* **QUOTED PASSAGE**
····················
Chewy experienced substantial losses during the second quarter but its growth remains strong.
Last week, Chewy released its second-quarter earnings report and the results were underwhelming. The company experienced heavy losses during the second quarter and the company’s fiscal guidance was disappointing.
However, it wasn’t all bad news for Chewy. The company did show a big jump in profitability as well as strong subscriber growth. But ultimately, neither of these factors were enough and shares of Chewy fell more than 6% midday.
What happened during the second quarter?
Chewy is an online retailer for pet care products, an industry that is growing quickly. This growth was clear from Chewy’s second-quarter revenue, which grew more than 42% year over year. The company brought in $1.15 billion in revenue, beating the guidance range of $1.12 billion to $1.14 billion.
The company’s gross margin was up by 23% thanks to improved product margins. And best of all, Chewy’s active subscriber base grew 39% to reach 12 million customers. Not only that, but each active subscriber spent an average of $352, which is up 10% from a year earlier.
But these impressive gains were overshadowed by the company’s heavy second-quarter losses. Here is a breakdown of each of these losses:
Metric | Spending in Q2 | Year over year change |
Selling, administrative, and general expenses | $355 million | Up 75% |
Advertising and marketing expenses | $111 million | Up 24% |
Total operating expenses | $335 million | Up 55% |
Total operating losses | $82.9 million | Up 32% |
Chewy did raise its full-year fiscal 2020 guidance but not by much. Previously, the company expected its full-year revenue to fall between $4.675 billion and $4.75 billion. After the earnings report, Chewy increased this figure to between $4.75 billion and $4.80 billion.
What’s next for Chewy?
Analysts are pretty evenly split when it comes to Chewy but on Monday, Nomura Instinet upgraded the company from neutral to buy. Analyst Mark Kelley said that the concerns over Chewy’s earnings report are largely overstated. Kelly added, “…we remain confident that the core business continues to perform.”
In 2009, pet owners spent a total of $45.53 billion on their pets. In 2019, that number is expected to reach $75.38 billion. People love to spend money on their pets and Chewy has a unique business model.
The company continues to innovate and find new ways to help its subscribers, like when it launched Chewy Pharmacy. This online tool makes it easier for pet owners to manage their pet’s medications. If Chewy can get a handle on its heavy losses and continue to reach new subscribers, the company should be well poised for future growth.
····················
* **RECORD EXTRACTS**

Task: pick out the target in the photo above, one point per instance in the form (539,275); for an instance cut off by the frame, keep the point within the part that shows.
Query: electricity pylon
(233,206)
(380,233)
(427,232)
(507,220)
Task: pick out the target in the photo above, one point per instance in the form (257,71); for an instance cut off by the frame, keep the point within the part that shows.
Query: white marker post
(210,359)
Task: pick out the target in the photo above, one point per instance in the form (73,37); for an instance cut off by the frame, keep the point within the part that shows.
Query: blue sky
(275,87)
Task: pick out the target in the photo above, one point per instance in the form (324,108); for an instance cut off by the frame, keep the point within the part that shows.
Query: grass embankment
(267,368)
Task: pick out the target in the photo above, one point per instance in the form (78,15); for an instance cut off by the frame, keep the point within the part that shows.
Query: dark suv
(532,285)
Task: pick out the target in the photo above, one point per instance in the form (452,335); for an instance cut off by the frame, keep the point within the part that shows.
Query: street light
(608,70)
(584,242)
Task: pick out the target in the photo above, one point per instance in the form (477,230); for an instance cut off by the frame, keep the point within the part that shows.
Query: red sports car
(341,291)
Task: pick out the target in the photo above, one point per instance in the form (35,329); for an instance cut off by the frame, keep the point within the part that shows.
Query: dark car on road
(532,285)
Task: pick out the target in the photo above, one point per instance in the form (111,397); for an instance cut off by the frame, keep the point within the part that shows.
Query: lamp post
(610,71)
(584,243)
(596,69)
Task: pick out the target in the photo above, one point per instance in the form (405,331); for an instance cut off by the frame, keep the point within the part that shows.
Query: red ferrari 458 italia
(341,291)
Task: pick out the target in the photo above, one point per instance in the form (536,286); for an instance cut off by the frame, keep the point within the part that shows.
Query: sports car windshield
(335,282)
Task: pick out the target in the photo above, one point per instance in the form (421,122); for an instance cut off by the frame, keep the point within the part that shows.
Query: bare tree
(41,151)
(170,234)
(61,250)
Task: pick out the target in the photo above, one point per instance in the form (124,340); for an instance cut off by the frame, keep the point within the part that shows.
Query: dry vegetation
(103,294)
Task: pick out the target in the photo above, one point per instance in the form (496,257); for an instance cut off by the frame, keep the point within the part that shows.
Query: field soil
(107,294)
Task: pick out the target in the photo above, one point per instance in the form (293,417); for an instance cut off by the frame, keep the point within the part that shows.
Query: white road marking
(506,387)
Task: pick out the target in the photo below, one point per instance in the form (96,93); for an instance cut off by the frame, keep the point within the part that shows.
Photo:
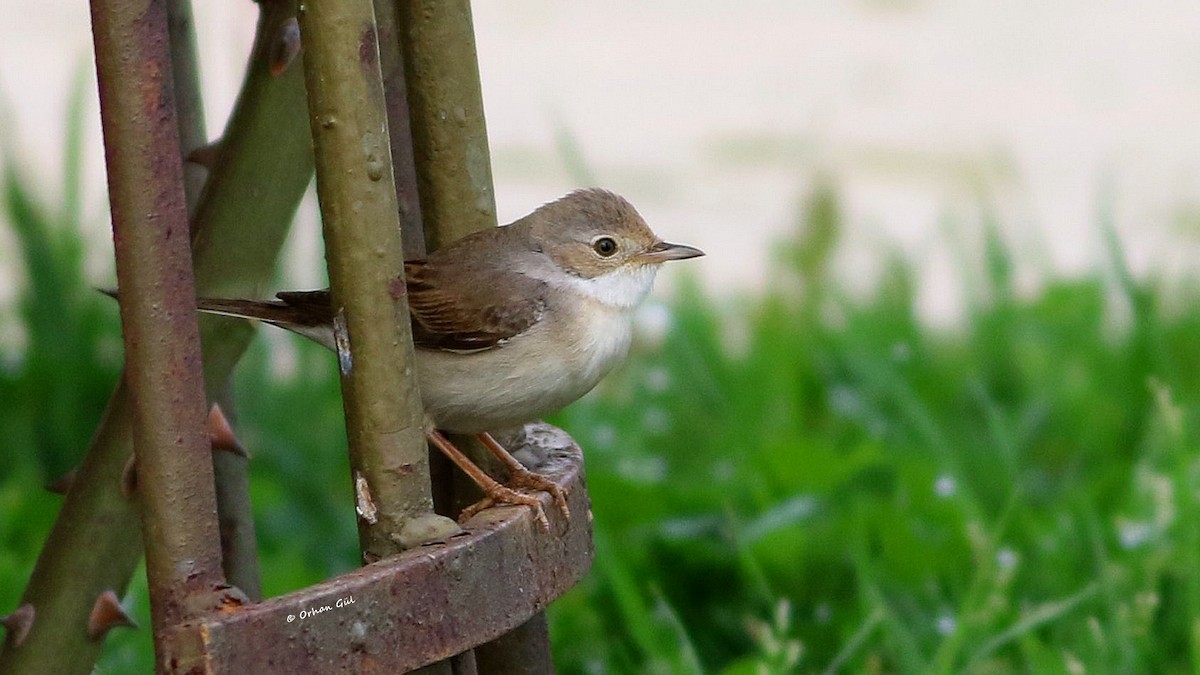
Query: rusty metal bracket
(419,607)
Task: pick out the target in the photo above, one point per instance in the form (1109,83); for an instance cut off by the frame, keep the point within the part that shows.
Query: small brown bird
(510,323)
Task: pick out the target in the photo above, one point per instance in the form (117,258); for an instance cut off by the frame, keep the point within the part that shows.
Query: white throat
(622,288)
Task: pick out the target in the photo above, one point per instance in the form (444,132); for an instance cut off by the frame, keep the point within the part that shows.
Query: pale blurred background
(714,118)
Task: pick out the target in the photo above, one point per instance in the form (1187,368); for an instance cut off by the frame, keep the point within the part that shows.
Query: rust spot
(19,622)
(397,288)
(285,48)
(221,434)
(106,615)
(63,485)
(369,48)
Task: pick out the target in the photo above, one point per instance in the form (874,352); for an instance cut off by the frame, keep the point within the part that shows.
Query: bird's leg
(521,477)
(495,493)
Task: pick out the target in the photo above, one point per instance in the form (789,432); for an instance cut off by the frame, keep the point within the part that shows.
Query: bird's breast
(532,375)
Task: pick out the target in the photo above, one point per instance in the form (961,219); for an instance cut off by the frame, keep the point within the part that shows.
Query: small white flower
(658,380)
(947,625)
(946,487)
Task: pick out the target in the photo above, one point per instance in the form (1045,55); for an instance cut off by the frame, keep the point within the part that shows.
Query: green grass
(802,481)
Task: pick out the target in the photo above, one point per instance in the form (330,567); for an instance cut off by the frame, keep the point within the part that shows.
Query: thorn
(106,615)
(63,485)
(221,435)
(19,623)
(286,47)
(205,155)
(130,478)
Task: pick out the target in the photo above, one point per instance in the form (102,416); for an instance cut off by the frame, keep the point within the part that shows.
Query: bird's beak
(664,251)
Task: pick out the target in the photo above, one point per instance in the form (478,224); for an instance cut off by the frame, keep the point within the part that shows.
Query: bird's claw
(504,495)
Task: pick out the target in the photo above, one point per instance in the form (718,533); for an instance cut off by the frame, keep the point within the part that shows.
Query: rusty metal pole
(231,471)
(454,173)
(384,417)
(162,341)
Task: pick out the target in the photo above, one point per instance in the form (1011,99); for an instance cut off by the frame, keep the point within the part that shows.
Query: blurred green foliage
(802,481)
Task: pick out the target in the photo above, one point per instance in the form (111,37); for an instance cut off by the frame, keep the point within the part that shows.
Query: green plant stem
(454,175)
(162,338)
(239,226)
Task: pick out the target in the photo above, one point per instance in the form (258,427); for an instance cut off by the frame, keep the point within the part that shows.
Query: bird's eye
(605,246)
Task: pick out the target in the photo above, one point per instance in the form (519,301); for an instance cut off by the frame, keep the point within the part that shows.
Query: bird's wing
(447,312)
(450,312)
(306,312)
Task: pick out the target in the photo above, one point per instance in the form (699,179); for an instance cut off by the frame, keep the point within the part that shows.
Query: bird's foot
(499,495)
(493,493)
(521,477)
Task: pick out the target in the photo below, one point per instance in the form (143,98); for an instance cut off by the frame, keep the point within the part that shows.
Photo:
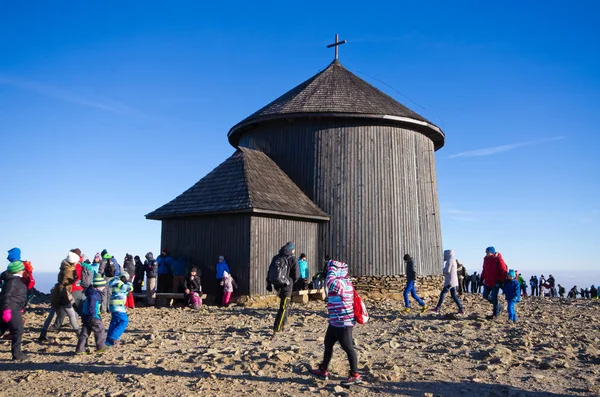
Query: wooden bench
(304,295)
(165,298)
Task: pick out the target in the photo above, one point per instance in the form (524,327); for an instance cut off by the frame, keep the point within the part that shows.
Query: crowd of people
(85,290)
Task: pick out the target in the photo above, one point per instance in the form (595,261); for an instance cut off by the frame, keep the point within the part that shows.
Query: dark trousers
····················
* **TASK DESCRIPTION**
Reproduce word for word the stretch from "Analysts are pretty" through "for future growth." in the article on Chewy's second-quarter results above.

* **YOUR SOLUTION**
Analysts are pretty evenly split when it comes to Chewy but on Monday, Nomura Instinet upgraded the company from neutral to buy. Analyst Mark Kelley said that the concerns over Chewy’s earnings report are largely overstated. Kelly added, “…we remain confident that the core business continues to perform.”
In 2009, pet owners spent a total of $45.53 billion on their pets. In 2019, that number is expected to reach $75.38 billion. People love to spend money on their pets and Chewy has a unique business model.
The company continues to innovate and find new ways to help its subscribers, like when it launched Chewy Pharmacy. This online tool makes it easier for pet owners to manage their pet’s medications. If Chewy can get a handle on its heavy losses and continue to reach new subscribers, the company should be well poised for future growth.